Предоставленный отрывок:
----------------
В. В. Розанов. Полное собрание сочинений. В 35 томах. Серия ‘Литература и художество’. В 7 томах
Том четвертый. О писательстве и писателях
Статьи 1908-1911 гг.
Санкт-Петербург, 2016
А ШЕЙН?..
Мысль, блистательно изложенная, очаровывает и подкупает… Но чтобы ей окончательно победить — надо ей встретить резкое возражение и, разбив его, стать окончательно истиною. Пишу эту заметку с истинным желанием ‘победы’ хитрому г. Чуковскому, который, будучи только сионистом, одурачил русскую читательскую публику и даже ввел в заблуждение некоторых неопытных писателей, как, напр., г. М. Бугровского. ‘Россия — для русских’, ‘Германия — для немцев’, ‘Сибирь — для сибиряков’, ‘Якутская область — для якутов’: к этой полустарой, полуновой программе евреи приставили свое ‘еврейский труд, еврейский ум, еврейская предприимчивость — только для нашего гетто’, ‘для черты оседлости, где мы страдаем’, ‘для евреев’. ‘Прочь Россия и все русское’, ‘дальше от себя откинем все русские интересы, всю русскую культуру и, во главе всего, русскую литературу. Перестанем ею заниматься’.
Если бы в то же время г. Чуковский сказал: ‘перестанем в России отдавать деньги в рост, заниматься маклерством’ и проч., и проч.? Но он этого не говорит. Он не предлагает евреям отрицаться русских доходов, а предлагает им только отрицаться русской литературы. ‘Души не надо, кошелек — пожалуйте’. Просто и выразительно.
----------------
Фрагменты данных:
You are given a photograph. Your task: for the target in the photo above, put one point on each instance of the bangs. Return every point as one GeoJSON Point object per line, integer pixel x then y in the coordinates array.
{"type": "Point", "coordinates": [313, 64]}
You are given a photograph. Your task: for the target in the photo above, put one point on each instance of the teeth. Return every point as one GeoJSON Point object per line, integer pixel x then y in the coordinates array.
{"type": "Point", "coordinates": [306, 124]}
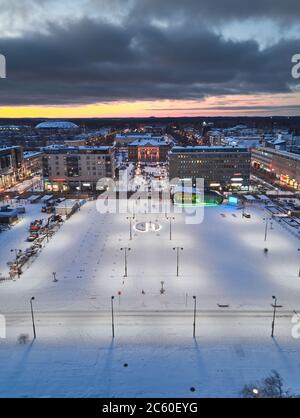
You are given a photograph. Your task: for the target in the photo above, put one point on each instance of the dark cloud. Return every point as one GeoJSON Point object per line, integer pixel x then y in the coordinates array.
{"type": "Point", "coordinates": [89, 61]}
{"type": "Point", "coordinates": [219, 10]}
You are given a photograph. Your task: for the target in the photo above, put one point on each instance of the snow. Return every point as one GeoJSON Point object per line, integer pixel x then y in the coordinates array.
{"type": "Point", "coordinates": [75, 356]}
{"type": "Point", "coordinates": [222, 262]}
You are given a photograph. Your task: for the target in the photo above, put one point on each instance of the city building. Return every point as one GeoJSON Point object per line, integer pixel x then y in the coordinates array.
{"type": "Point", "coordinates": [152, 150]}
{"type": "Point", "coordinates": [281, 165]}
{"type": "Point", "coordinates": [11, 160]}
{"type": "Point", "coordinates": [32, 163]}
{"type": "Point", "coordinates": [219, 166]}
{"type": "Point", "coordinates": [76, 168]}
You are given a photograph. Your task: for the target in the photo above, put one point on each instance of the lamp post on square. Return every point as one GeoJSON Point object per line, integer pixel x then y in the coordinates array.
{"type": "Point", "coordinates": [170, 219]}
{"type": "Point", "coordinates": [112, 317]}
{"type": "Point", "coordinates": [275, 306]}
{"type": "Point", "coordinates": [266, 227]}
{"type": "Point", "coordinates": [177, 249]}
{"type": "Point", "coordinates": [125, 249]}
{"type": "Point", "coordinates": [32, 317]}
{"type": "Point", "coordinates": [195, 311]}
{"type": "Point", "coordinates": [130, 218]}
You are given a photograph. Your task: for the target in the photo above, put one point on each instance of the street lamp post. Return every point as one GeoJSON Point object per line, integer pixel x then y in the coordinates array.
{"type": "Point", "coordinates": [170, 218]}
{"type": "Point", "coordinates": [177, 254]}
{"type": "Point", "coordinates": [194, 323]}
{"type": "Point", "coordinates": [274, 314]}
{"type": "Point", "coordinates": [112, 317]}
{"type": "Point", "coordinates": [130, 226]}
{"type": "Point", "coordinates": [17, 262]}
{"type": "Point", "coordinates": [32, 317]}
{"type": "Point", "coordinates": [266, 227]}
{"type": "Point", "coordinates": [125, 249]}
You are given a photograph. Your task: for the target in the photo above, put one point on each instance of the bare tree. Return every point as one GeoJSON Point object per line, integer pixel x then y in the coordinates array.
{"type": "Point", "coordinates": [269, 387]}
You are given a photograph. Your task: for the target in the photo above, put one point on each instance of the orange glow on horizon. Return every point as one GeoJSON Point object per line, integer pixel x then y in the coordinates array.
{"type": "Point", "coordinates": [230, 105]}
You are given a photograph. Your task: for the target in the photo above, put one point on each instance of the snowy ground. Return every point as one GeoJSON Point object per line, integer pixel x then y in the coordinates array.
{"type": "Point", "coordinates": [74, 355]}
{"type": "Point", "coordinates": [222, 262]}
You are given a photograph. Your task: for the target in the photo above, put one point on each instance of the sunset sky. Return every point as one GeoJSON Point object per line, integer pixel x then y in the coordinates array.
{"type": "Point", "coordinates": [119, 58]}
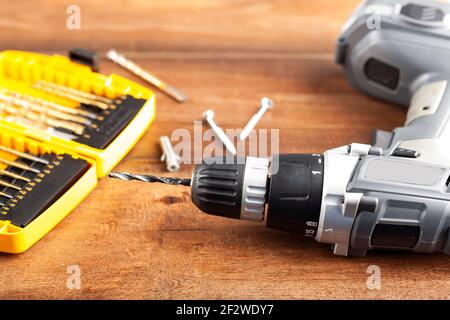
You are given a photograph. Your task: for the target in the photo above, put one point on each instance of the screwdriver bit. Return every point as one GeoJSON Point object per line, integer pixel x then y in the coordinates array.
{"type": "Point", "coordinates": [9, 185]}
{"type": "Point", "coordinates": [129, 65]}
{"type": "Point", "coordinates": [19, 165]}
{"type": "Point", "coordinates": [5, 195]}
{"type": "Point", "coordinates": [125, 176]}
{"type": "Point", "coordinates": [23, 155]}
{"type": "Point", "coordinates": [13, 175]}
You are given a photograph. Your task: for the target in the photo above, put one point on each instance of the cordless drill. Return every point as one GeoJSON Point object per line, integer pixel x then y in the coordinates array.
{"type": "Point", "coordinates": [392, 194]}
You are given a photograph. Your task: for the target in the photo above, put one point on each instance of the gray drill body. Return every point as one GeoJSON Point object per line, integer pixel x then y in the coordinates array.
{"type": "Point", "coordinates": [398, 51]}
{"type": "Point", "coordinates": [392, 194]}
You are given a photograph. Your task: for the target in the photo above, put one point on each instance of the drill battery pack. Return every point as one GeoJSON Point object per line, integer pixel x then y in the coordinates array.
{"type": "Point", "coordinates": [62, 127]}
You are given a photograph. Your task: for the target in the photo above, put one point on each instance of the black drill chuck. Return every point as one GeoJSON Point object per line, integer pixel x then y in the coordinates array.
{"type": "Point", "coordinates": [290, 196]}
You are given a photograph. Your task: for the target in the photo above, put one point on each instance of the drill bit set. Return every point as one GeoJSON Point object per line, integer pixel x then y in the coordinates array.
{"type": "Point", "coordinates": [62, 127]}
{"type": "Point", "coordinates": [95, 121]}
{"type": "Point", "coordinates": [30, 184]}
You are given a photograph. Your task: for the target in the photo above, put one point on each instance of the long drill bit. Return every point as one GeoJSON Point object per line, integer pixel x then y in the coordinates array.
{"type": "Point", "coordinates": [75, 92]}
{"type": "Point", "coordinates": [125, 176]}
{"type": "Point", "coordinates": [19, 165]}
{"type": "Point", "coordinates": [23, 155]}
{"type": "Point", "coordinates": [125, 63]}
{"type": "Point", "coordinates": [5, 195]}
{"type": "Point", "coordinates": [9, 185]}
{"type": "Point", "coordinates": [13, 175]}
{"type": "Point", "coordinates": [68, 95]}
{"type": "Point", "coordinates": [53, 105]}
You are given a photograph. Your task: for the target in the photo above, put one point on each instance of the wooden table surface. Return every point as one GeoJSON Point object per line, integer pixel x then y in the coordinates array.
{"type": "Point", "coordinates": [133, 240]}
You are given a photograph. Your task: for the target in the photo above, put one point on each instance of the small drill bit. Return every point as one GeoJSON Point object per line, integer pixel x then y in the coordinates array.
{"type": "Point", "coordinates": [75, 92]}
{"type": "Point", "coordinates": [125, 63]}
{"type": "Point", "coordinates": [23, 155]}
{"type": "Point", "coordinates": [53, 105]}
{"type": "Point", "coordinates": [5, 195]}
{"type": "Point", "coordinates": [19, 165]}
{"type": "Point", "coordinates": [9, 185]}
{"type": "Point", "coordinates": [13, 175]}
{"type": "Point", "coordinates": [42, 118]}
{"type": "Point", "coordinates": [125, 176]}
{"type": "Point", "coordinates": [68, 95]}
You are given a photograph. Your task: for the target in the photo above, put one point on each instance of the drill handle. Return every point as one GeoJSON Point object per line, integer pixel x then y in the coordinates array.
{"type": "Point", "coordinates": [427, 127]}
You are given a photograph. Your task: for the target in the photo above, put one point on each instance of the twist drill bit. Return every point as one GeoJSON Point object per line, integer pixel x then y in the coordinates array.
{"type": "Point", "coordinates": [53, 105]}
{"type": "Point", "coordinates": [125, 63]}
{"type": "Point", "coordinates": [125, 176]}
{"type": "Point", "coordinates": [5, 195]}
{"type": "Point", "coordinates": [13, 175]}
{"type": "Point", "coordinates": [75, 92]}
{"type": "Point", "coordinates": [23, 155]}
{"type": "Point", "coordinates": [68, 95]}
{"type": "Point", "coordinates": [9, 185]}
{"type": "Point", "coordinates": [19, 165]}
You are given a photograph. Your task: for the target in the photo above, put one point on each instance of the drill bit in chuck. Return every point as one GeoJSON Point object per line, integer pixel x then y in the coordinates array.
{"type": "Point", "coordinates": [151, 179]}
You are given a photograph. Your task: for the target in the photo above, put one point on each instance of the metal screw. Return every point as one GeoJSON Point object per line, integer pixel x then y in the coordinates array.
{"type": "Point", "coordinates": [209, 117]}
{"type": "Point", "coordinates": [266, 104]}
{"type": "Point", "coordinates": [169, 156]}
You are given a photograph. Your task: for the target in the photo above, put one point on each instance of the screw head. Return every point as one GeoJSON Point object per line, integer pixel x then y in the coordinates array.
{"type": "Point", "coordinates": [266, 103]}
{"type": "Point", "coordinates": [208, 114]}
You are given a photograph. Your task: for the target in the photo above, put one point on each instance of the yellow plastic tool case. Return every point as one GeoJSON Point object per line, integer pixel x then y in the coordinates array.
{"type": "Point", "coordinates": [62, 127]}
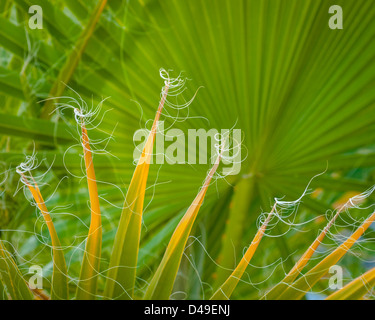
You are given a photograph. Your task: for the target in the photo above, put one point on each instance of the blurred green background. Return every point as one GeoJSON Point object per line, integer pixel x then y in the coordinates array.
{"type": "Point", "coordinates": [302, 94]}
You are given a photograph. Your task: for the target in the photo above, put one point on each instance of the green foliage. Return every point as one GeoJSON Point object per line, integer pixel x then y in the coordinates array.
{"type": "Point", "coordinates": [301, 93]}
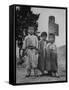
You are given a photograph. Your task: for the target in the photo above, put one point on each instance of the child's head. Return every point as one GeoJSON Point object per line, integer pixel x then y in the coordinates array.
{"type": "Point", "coordinates": [52, 38]}
{"type": "Point", "coordinates": [44, 35]}
{"type": "Point", "coordinates": [31, 30]}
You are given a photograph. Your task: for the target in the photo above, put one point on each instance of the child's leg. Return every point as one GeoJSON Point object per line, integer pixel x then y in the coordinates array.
{"type": "Point", "coordinates": [49, 72]}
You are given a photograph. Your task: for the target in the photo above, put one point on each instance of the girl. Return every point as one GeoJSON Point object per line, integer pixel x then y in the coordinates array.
{"type": "Point", "coordinates": [30, 47]}
{"type": "Point", "coordinates": [51, 62]}
{"type": "Point", "coordinates": [43, 53]}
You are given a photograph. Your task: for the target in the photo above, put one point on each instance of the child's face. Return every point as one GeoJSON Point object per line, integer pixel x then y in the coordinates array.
{"type": "Point", "coordinates": [31, 30]}
{"type": "Point", "coordinates": [44, 37]}
{"type": "Point", "coordinates": [51, 39]}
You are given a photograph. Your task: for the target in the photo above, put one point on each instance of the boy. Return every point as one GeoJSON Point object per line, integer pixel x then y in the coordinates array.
{"type": "Point", "coordinates": [31, 46]}
{"type": "Point", "coordinates": [43, 53]}
{"type": "Point", "coordinates": [51, 64]}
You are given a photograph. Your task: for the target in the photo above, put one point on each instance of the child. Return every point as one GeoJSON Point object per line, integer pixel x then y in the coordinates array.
{"type": "Point", "coordinates": [30, 46]}
{"type": "Point", "coordinates": [43, 53]}
{"type": "Point", "coordinates": [51, 64]}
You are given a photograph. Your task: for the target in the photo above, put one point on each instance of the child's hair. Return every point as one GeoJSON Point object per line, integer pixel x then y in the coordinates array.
{"type": "Point", "coordinates": [51, 34]}
{"type": "Point", "coordinates": [43, 34]}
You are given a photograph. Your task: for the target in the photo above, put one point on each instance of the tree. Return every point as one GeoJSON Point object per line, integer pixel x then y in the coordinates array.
{"type": "Point", "coordinates": [24, 18]}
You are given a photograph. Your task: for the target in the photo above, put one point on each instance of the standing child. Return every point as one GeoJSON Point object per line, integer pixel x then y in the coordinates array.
{"type": "Point", "coordinates": [51, 64]}
{"type": "Point", "coordinates": [43, 53]}
{"type": "Point", "coordinates": [30, 46]}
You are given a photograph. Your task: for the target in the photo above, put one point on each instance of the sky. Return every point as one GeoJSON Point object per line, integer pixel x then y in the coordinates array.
{"type": "Point", "coordinates": [60, 18]}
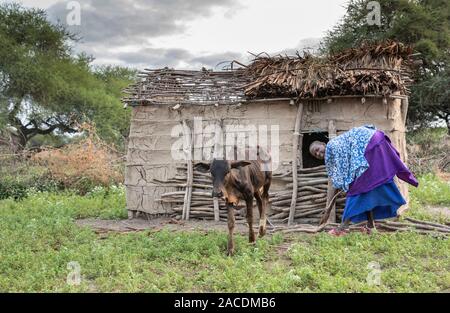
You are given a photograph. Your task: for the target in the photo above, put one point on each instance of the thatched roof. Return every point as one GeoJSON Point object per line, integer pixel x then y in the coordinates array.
{"type": "Point", "coordinates": [378, 70]}
{"type": "Point", "coordinates": [369, 70]}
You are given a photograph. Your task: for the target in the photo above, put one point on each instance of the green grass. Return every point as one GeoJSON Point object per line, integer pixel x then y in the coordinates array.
{"type": "Point", "coordinates": [39, 238]}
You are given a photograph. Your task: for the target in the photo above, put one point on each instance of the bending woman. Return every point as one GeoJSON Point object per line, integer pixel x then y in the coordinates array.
{"type": "Point", "coordinates": [363, 162]}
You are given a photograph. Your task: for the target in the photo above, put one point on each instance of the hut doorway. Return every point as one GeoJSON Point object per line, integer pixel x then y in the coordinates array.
{"type": "Point", "coordinates": [308, 138]}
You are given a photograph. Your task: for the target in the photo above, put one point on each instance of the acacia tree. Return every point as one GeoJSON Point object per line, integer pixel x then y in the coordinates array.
{"type": "Point", "coordinates": [44, 88]}
{"type": "Point", "coordinates": [421, 23]}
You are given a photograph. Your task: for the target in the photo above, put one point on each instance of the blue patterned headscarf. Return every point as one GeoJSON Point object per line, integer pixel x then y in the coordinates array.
{"type": "Point", "coordinates": [344, 156]}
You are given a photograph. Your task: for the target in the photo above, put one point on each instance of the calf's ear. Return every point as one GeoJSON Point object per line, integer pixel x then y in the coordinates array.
{"type": "Point", "coordinates": [202, 167]}
{"type": "Point", "coordinates": [238, 164]}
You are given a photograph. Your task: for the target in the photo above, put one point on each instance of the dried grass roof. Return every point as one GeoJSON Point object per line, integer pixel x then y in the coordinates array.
{"type": "Point", "coordinates": [371, 69]}
{"type": "Point", "coordinates": [380, 69]}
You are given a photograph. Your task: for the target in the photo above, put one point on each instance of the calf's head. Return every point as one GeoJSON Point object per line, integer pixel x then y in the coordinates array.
{"type": "Point", "coordinates": [221, 174]}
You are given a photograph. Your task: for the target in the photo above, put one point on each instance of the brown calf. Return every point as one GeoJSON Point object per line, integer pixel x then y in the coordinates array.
{"type": "Point", "coordinates": [240, 180]}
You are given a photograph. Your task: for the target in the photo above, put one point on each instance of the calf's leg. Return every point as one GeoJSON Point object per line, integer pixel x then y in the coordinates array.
{"type": "Point", "coordinates": [251, 233]}
{"type": "Point", "coordinates": [262, 214]}
{"type": "Point", "coordinates": [230, 221]}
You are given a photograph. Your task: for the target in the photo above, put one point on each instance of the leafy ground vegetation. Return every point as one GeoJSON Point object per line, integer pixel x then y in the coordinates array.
{"type": "Point", "coordinates": [39, 238]}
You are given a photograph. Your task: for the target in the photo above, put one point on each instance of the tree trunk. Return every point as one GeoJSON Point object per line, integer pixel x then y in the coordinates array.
{"type": "Point", "coordinates": [17, 141]}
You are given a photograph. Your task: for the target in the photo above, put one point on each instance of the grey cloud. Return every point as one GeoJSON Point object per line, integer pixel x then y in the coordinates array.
{"type": "Point", "coordinates": [134, 21]}
{"type": "Point", "coordinates": [176, 58]}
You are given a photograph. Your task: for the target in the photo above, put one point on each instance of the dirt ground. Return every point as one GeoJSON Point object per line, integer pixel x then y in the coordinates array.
{"type": "Point", "coordinates": [140, 224]}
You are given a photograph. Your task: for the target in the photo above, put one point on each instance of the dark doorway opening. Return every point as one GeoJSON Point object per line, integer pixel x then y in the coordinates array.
{"type": "Point", "coordinates": [308, 138]}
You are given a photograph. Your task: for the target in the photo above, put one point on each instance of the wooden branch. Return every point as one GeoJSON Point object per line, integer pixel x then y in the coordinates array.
{"type": "Point", "coordinates": [295, 142]}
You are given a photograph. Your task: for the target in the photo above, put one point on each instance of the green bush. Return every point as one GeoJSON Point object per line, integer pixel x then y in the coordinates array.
{"type": "Point", "coordinates": [18, 186]}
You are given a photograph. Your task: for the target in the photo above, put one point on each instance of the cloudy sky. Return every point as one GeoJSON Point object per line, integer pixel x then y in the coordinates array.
{"type": "Point", "coordinates": [192, 33]}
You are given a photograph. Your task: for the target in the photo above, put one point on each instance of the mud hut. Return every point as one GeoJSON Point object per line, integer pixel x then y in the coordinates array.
{"type": "Point", "coordinates": [305, 98]}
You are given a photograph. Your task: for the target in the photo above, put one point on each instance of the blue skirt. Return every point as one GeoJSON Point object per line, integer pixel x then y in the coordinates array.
{"type": "Point", "coordinates": [383, 200]}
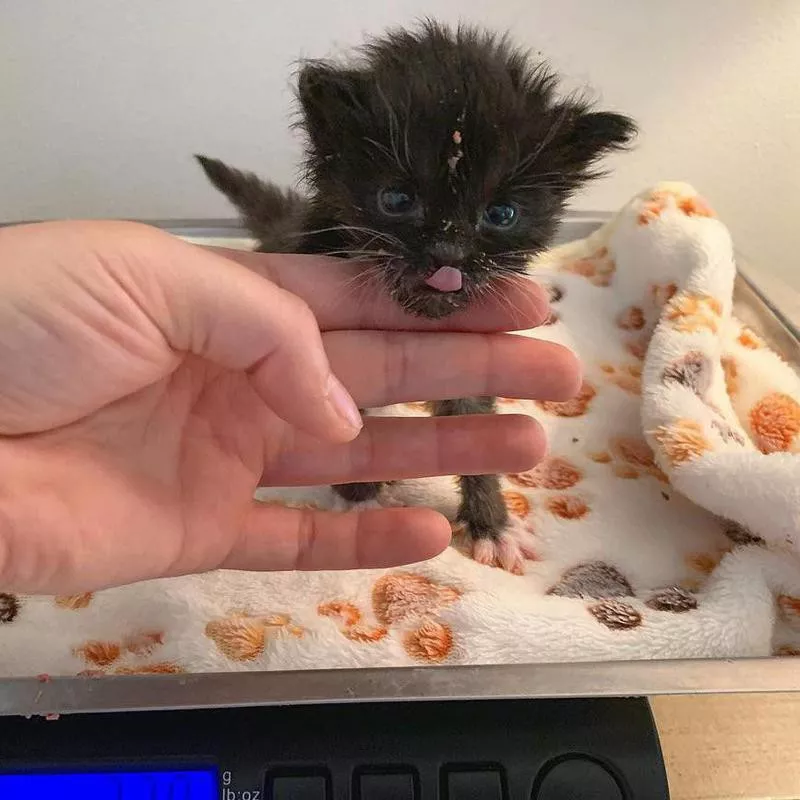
----------------
Что сделать:
Подхватите заметку «А Шейн?..» и продолжите её сразу после последнего предложения.

Ответ:
Никто не разобрал этой стратегии Чуковского, и все закричали: ‘Браво! браво!’ в ответ на заявление, что Пушкиных никогда евреи не дали и не дадут. Конечно, это так. Может быть, и Россия не даст второго Пушкина. Пушкины — не апельсины, которых обираешь десятками с одного дерева. Вообще, для чего говорить о гениях? Гений всегда есть чудо, и в появлении его участвует какая-то тайна. Об этом дивную страницу написал сам Пушкин, излагая мысль свою на примере из истории Франции. Пушкина едва ли дадут нашей литературе и немцы, которых у нас целых три провинции. Но мы посмотрели бы крайне неприязненно, если бы какой-нибудь рижанин и ревелец стал подучивать своих соотчичей: ‘перестанем заниматься и любить русскую литературу‘. Дело именно в этом ядовитом предложении г. Чуковского ‘бросить, забыть, не читать русскую литературу’…
Оно прокрадывается, льстит русским. ‘Ворона, матушка, как ты хороша: каркни во все воронье горло’… ‘Еврей мало того, что неспособен стать русским писателем, он не способен и понять русскую литературу, оценить русский гений’… ‘Гений национален: ведь и русский человек, сколько бы он ни старался сочувствовать евреям, но объевреиться не может, не может и еврей стать русским человеком’. Читая эти ласковые, крадущиеся слова, припомнишь из Некрасова:
Хорошо поет, собака,
Убедительно поет…
Ну, конечно, этой невежливости я не скажу ни г. Чуковскому, ни г. Бугровскому, и припоминаю стих только кстати. Во всяком случае, и Чуковскому и Бугровскому я укажу на факты, которые они или пропустили, или обошли молчанием:
Это — Шейн.
Это — русские субботники.
Два удивительных явления, над которыми не устанет размышлять и удивляться им всякий культурный ум.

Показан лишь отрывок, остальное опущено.